##### DATA EXTRACT #####

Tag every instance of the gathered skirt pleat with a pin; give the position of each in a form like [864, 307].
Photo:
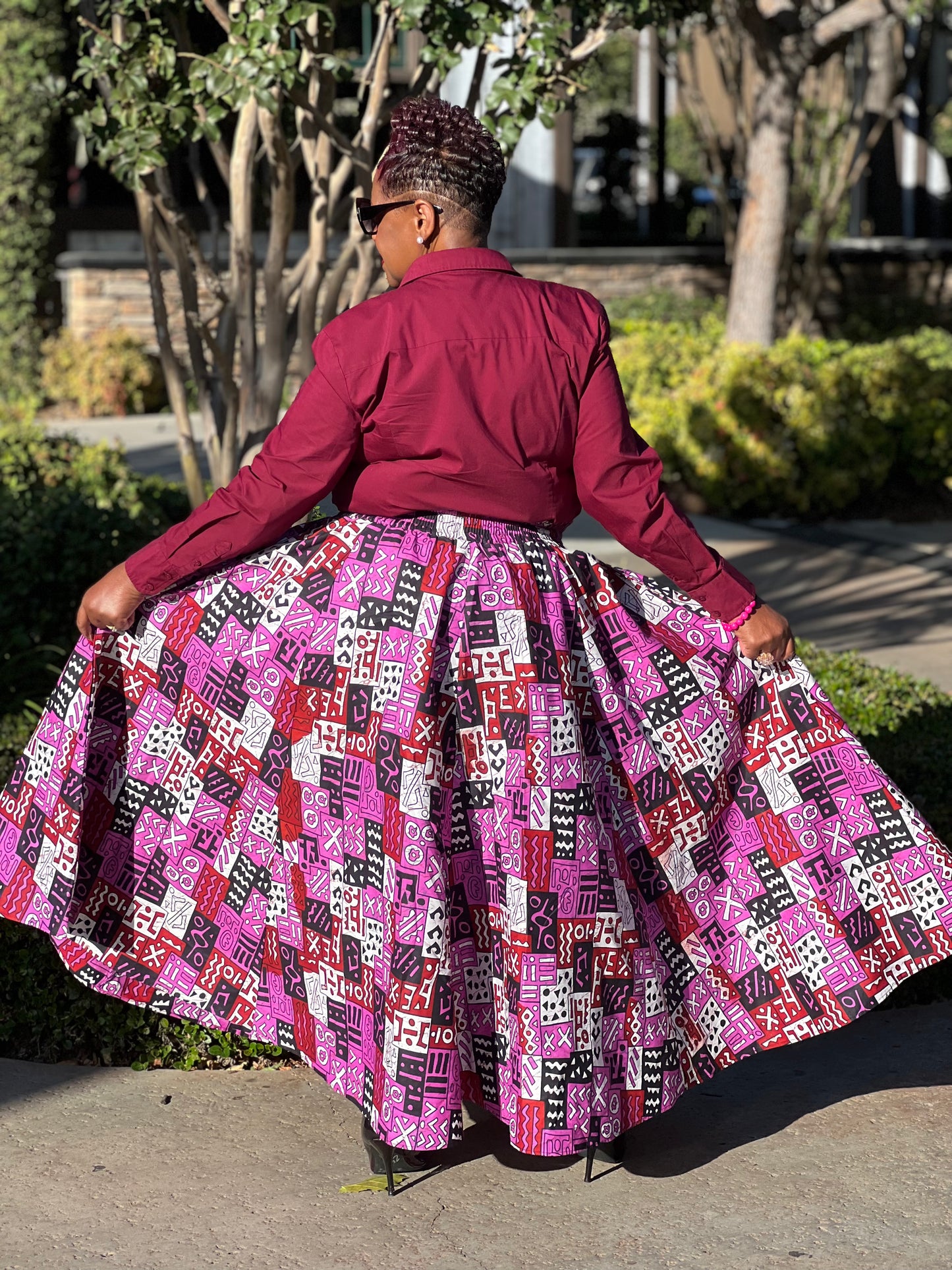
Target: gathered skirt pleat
[457, 815]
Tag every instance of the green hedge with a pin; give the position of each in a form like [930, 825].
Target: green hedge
[68, 513]
[31, 43]
[46, 1015]
[806, 428]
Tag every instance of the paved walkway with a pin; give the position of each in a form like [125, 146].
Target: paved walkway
[880, 589]
[835, 1153]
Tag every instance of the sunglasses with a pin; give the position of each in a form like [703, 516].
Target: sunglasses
[370, 215]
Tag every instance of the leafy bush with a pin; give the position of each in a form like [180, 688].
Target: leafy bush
[46, 1015]
[68, 513]
[31, 42]
[107, 372]
[802, 428]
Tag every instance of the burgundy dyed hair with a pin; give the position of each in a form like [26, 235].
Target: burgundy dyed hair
[442, 150]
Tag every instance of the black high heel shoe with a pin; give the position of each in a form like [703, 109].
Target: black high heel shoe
[611, 1152]
[389, 1160]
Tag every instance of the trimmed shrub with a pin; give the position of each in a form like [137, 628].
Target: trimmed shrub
[108, 372]
[68, 513]
[804, 428]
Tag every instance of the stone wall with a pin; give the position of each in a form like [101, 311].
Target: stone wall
[102, 290]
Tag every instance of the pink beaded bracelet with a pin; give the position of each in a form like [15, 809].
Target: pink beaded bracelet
[742, 618]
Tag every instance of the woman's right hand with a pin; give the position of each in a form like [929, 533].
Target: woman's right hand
[767, 631]
[109, 604]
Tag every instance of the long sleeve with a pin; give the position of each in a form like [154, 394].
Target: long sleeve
[298, 464]
[617, 475]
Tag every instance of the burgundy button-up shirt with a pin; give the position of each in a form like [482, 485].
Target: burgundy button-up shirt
[466, 389]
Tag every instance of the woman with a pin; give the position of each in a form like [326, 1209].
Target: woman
[416, 793]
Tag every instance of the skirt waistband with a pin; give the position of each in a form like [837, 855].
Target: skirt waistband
[456, 525]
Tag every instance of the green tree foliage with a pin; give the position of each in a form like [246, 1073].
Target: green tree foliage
[31, 41]
[68, 513]
[253, 89]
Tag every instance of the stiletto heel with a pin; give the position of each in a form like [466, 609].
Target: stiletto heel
[590, 1160]
[387, 1152]
[387, 1160]
[611, 1152]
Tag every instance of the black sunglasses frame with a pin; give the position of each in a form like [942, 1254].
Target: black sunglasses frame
[370, 215]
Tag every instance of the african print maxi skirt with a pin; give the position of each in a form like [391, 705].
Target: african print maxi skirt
[457, 815]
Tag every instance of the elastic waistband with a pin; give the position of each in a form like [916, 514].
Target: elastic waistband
[455, 526]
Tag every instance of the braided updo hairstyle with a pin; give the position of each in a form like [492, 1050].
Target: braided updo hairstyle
[442, 150]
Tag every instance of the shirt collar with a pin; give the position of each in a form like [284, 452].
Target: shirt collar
[457, 258]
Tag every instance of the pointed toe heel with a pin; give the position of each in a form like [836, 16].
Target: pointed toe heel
[385, 1160]
[608, 1152]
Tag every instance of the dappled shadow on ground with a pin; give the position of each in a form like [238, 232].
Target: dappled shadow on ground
[842, 600]
[761, 1096]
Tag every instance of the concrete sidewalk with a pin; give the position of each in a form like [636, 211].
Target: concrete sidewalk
[835, 1152]
[885, 591]
[895, 614]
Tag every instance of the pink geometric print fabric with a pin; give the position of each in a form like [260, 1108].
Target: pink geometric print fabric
[457, 815]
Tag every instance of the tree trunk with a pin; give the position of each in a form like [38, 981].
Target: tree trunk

#####

*DIRECTIVE*. Output the material word for word, omitting its pictures.

*FULL RESPONSE*.
Tag every instance of the gathered skirt pleat with a pin; give the position of each in a form like [864, 307].
Photo:
Target: gathered skirt pleat
[457, 815]
Tag every instance of the green hedge with a pin; give the position of each in a form like [930, 825].
Target: green hedge
[68, 513]
[31, 43]
[46, 1015]
[806, 428]
Tag every instance of the paved walkway with a pin; give the position of each in a form like [125, 146].
Target: paved walkway
[880, 589]
[835, 1153]
Tag every instance of the sunglasses with a pin; give the position of each in a form like [703, 516].
Target: sunglasses
[370, 215]
Tag every instance of the leafy bush with a pin; give the position of each in a form like [180, 688].
Target: leafy bush
[46, 1015]
[68, 513]
[31, 42]
[107, 372]
[802, 428]
Tag every instance of the burgundy dyed hair with a pin; give the position of each in a form like [26, 235].
Target: burgundy dyed hair
[442, 150]
Tag every instance of the black high heel shoe with a pin; give the position of each in a form like [703, 109].
Target: black high heel shoe
[611, 1152]
[389, 1160]
Tag every instance of the trimmed shrub with a pin; give the position of each in a form like [137, 628].
Target: trimmed shrub
[108, 372]
[68, 513]
[804, 428]
Tag every instance of the stone wall with a pin; give the position of each in a form like [101, 311].
Target: stone wall
[102, 290]
Tag every instance of the pink beaded bracelet with a pin; give the position of each in a form like [15, 809].
Target: pink beaded bracelet
[742, 618]
Tag every instance of the woman's right hand with a pin; give the position of each in a form like [929, 533].
Target: woman's right hand
[767, 631]
[109, 604]
Tag every instance of the long sleeve with a pin; give the position of each in a form like [154, 394].
Target: long sleeve
[298, 464]
[617, 475]
Tag every instance of the burgundy button-up shirt with a pin; give the position of each in a form like [482, 485].
Target: burgundy button-up shirt
[466, 389]
Tag every instance of the woman with a pin; give the position of each in a form like [326, 1209].
Target: woman
[416, 793]
Tag every instance of the skirt waistband with a pin; give the position of each in a form like [837, 855].
Target: skirt waistband
[456, 525]
Tag every instance of the green tree foliage with a pin; give the position of each in a form like [246, 1073].
Target: green tree foliage
[31, 41]
[68, 513]
[253, 89]
Tag every instance of the stiletto heel with a pin; give the position of each in a form like [466, 609].
Target: stiletto heel
[590, 1160]
[387, 1152]
[387, 1160]
[611, 1152]
Tag every instance of the black sunglasses frame with a pin; give the position of each in a form like [942, 1254].
Target: black sunglasses frame
[370, 215]
Tag every instance of the african print maxi skirt with a pin; give the position of each in a form like [391, 705].
Target: african print maxi skirt
[457, 815]
Tag every instance of the elastic waistband with a pin; give the position of each in a form like [916, 514].
Target: elastic waistband
[455, 526]
Tag every instance of the braided updo hairstyle with a pin; give the position of each in a form like [492, 1050].
Target: braided updo hairstyle
[442, 150]
Tag every instance of the shirt collar with a pin; give the position of each in a form like [284, 452].
Target: shirt collar
[457, 258]
Tag every instance of the pointed toe heel with a pin; give the position of each in a form like [836, 16].
Target: pointed toe heel
[385, 1160]
[608, 1152]
Tag every instance of the dappled shadow on ground with a pin; give the position of each in a form like [238, 232].
Target: dappled shadow on ground
[842, 600]
[761, 1096]
Tag every instance of the concrete sidewalk with a pin; give the position of each in a form like [636, 211].
Target: concrete sidewalk
[835, 1152]
[885, 591]
[895, 614]
Tag every instance of the pink geometric print fabric with a pin; give the position of each in a form like [260, 1108].
Target: pink geometric print fabric
[457, 815]
Tag every instance of the tree trunk with a pin; give the position of each in a form like [38, 981].
Target: tree trunk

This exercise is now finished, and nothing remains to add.